◆ YOUR TASK ◆
Only part of the listing is needed, namely the lines from its start through the line with "this form: (478,185).", and they should be retyped exactly.

•••••

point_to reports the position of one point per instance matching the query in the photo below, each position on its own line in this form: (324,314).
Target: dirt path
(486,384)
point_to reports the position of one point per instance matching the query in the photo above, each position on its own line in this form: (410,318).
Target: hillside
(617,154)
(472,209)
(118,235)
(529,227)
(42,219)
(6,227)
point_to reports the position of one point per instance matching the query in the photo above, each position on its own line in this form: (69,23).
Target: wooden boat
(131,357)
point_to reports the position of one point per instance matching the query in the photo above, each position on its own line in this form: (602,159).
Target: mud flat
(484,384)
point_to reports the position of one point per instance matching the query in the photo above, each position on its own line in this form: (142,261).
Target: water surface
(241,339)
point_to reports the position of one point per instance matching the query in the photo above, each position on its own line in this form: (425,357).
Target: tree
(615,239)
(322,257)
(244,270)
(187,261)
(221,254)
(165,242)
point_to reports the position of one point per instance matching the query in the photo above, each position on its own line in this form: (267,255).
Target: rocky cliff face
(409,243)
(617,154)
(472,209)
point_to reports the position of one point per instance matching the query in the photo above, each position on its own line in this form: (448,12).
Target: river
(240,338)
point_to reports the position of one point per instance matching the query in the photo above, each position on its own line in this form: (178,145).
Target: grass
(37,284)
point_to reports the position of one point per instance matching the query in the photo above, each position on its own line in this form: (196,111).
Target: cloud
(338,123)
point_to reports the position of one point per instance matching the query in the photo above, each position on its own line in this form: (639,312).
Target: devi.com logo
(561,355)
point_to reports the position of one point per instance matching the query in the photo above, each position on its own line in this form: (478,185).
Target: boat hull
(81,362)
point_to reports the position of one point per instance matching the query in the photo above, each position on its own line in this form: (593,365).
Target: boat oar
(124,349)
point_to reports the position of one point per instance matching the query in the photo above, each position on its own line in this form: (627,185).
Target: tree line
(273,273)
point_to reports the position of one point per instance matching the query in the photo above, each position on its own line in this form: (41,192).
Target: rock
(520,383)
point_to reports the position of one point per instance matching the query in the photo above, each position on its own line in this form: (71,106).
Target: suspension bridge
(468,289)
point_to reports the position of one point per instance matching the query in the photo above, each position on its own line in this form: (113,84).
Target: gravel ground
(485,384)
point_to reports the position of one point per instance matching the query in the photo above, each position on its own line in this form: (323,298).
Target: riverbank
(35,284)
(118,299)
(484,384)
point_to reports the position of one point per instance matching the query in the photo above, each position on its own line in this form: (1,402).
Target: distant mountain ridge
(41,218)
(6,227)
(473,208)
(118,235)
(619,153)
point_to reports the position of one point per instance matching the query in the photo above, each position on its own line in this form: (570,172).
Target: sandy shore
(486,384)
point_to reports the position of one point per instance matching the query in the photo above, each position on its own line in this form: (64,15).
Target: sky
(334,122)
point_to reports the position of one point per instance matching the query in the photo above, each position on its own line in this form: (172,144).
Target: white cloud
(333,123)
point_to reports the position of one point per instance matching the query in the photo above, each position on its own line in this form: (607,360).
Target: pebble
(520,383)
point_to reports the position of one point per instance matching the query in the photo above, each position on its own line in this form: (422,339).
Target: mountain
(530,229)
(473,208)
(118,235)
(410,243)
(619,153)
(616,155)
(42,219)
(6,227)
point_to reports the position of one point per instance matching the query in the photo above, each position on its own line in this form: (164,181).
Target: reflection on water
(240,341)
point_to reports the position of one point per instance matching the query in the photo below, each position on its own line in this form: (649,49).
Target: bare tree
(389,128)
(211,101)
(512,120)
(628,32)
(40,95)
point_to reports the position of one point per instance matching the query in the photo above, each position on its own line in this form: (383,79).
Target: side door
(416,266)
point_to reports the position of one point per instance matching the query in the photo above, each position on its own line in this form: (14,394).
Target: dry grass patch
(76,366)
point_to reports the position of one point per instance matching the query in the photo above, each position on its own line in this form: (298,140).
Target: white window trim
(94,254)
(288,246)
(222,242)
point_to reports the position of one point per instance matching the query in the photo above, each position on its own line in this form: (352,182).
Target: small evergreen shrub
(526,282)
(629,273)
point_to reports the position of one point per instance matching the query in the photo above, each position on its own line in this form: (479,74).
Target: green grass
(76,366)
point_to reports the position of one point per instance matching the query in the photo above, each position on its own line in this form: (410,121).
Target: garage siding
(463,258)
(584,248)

•••••

◆ RESPONSE AREA ◆
point_to reports the position of one point per instance matching the query in the photo below, each position on its own line in this form: (324,314).
Target: dirt path
(486,384)
point_to reports the position of one point per instance matching the query in the photo above, each position on its own line in this form: (410,318).
Target: hillside
(617,154)
(472,209)
(118,235)
(529,227)
(42,219)
(6,227)
point_to reports the position of one point per instance matching the query in the photo above, each position on its own line in this form: (69,23).
Target: wooden boat
(131,357)
point_to reports the position of one point per instance matching the query in the photo above, each position on its own line in this form: (602,159).
Target: mud flat
(484,384)
point_to reports the position of one point per instance matching the query in the photo above, each position on its own line in this form: (142,261).
Target: water surface
(241,339)
point_to reports the position of one point per instance matching the query in the photo above, each position on its own line in this form: (425,357).
Target: tree
(615,239)
(322,257)
(244,270)
(187,261)
(221,254)
(165,242)
point_to reports the position of one point per instance matching the query in the photo above, each position on its own line in this form: (267,255).
Target: rocky cliff face
(409,243)
(617,154)
(472,209)
point_to reports the position of one point per instance matching the query in the photo above, each position on its own line in this form: (448,12).
Target: river
(240,338)
point_to reports the position of one point per instance matching the query in the photo above, each position on its own line in this form: (178,145).
Target: grass
(37,284)
point_to reports the position of one point per instance matching the query in the photo above, each position on its own line in this form: (196,111).
Target: cloud
(338,123)
point_to reports the position of one point per instance matching the query in the photo above, each position on its own line in this form: (639,312).
Target: devi.com logo
(561,355)
point_to reports the position of one point per instance matching the query in the photo above, each position on its own line in this form: (478,185).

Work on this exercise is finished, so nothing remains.